*EXTRACT TO READ*
■ ■ ■
The Effect of Personality-Aware Computer-Human Interfaces on Learning¹

Abstract: Traditional software used for student-centered learning typically provides for a uniform user interface through which the student can interact with the software, and through which the information is delivered in a uniformly identical fashion to all users without regard to their learning style. This research classifies personality types of computer science undergraduate students using the Myers-Briggs Type Indicator; relates these types of personalities to defined learning preferences; and tests if a given user interface designed for a given learning preference enhances learning. The general approach of this study is as follows: given a set of user interfaces designed to fit personality types, provide a given user interface to participants with the matching personality type. In the control group, provide participants with a randomly chosen user interface. Observe the performance of all participants in a post-test. Additionally, observe if the test group had an enhanced learning experience. Quantitative results indicate that personality-aware user interfaces have a significant effect on learning. Qualitative results show that in most cases, users preferred user interfaces designed for their own personality type. Preliminary results show that for introverted intuitive persons and extraverted intuitive persons, the effect of a personality-aware human-computer interface on learning is significant.

Key Words: Human-Computer Interaction, e-learning, Myers-Briggs Type Indicator, MBTI

Categories: H.5.2, K.3.2

1 Introduction

1.1 Purpose

This study was designed for an e-learning environment. It examines the potential effect of user interfaces tailored to the user's personality on the user's ability to learn. Few studies have attempted to examine the design of personality-aware user interfaces and their effects on users in an e-learning context.
■ ■ ■
Data records
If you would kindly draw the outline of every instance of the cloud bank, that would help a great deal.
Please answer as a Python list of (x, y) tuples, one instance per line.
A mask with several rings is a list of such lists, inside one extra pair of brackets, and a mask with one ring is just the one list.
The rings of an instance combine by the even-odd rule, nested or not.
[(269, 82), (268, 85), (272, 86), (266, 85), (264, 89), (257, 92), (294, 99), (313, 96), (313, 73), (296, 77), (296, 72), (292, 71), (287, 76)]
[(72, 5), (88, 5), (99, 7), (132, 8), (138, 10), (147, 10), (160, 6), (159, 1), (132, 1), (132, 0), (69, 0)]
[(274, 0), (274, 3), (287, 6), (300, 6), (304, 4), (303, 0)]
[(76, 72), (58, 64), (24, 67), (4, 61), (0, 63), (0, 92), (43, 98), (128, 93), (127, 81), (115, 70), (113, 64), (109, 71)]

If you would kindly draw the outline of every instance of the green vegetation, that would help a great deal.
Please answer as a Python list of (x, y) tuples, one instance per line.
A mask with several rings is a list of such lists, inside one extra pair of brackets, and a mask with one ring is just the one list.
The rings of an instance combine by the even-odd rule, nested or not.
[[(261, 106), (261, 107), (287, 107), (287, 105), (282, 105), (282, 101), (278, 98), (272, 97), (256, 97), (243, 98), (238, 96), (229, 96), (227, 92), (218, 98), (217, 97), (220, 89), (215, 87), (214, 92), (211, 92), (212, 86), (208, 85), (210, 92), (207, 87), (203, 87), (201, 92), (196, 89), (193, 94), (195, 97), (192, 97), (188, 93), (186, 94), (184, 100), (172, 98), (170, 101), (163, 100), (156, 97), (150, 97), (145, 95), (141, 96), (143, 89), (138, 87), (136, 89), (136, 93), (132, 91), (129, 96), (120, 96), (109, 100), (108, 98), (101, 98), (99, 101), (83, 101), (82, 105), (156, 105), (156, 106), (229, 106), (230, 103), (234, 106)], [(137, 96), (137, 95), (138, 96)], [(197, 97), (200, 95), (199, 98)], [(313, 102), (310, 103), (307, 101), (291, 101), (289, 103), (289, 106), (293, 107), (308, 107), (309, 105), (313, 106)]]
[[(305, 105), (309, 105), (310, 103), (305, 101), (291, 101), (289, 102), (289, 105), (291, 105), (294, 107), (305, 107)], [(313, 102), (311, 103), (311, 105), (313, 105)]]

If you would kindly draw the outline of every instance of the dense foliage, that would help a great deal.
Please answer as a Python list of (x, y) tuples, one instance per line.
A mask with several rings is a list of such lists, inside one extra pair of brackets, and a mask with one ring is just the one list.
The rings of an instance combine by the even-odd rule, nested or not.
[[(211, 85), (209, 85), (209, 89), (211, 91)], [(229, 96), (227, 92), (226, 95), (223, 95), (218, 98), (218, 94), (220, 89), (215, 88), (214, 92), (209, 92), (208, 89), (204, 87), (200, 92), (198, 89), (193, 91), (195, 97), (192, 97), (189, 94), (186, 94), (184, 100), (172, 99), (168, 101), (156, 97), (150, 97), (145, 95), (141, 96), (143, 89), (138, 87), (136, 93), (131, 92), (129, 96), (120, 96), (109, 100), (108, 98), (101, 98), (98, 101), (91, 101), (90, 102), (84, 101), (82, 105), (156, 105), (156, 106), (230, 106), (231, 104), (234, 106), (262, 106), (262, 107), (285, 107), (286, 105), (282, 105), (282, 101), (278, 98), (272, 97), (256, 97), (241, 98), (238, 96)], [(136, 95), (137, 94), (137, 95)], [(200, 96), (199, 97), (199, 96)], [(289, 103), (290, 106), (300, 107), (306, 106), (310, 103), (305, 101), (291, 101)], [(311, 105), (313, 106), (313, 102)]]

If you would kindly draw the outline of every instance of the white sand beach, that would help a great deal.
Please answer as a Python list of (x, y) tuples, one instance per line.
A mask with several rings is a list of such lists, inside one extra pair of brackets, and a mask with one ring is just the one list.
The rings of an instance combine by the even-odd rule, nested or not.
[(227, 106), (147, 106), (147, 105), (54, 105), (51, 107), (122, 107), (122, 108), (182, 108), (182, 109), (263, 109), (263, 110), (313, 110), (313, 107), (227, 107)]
■ ■ ■
*EXERCISE DETAILS*
In the paper on personality-aware interfaces, what did participants in the control group receive? The listing is separate material and has nothing to do with the paper on personality-aware interfaces.

*EXERCISE SOLUTION*
A randomly chosen user interface.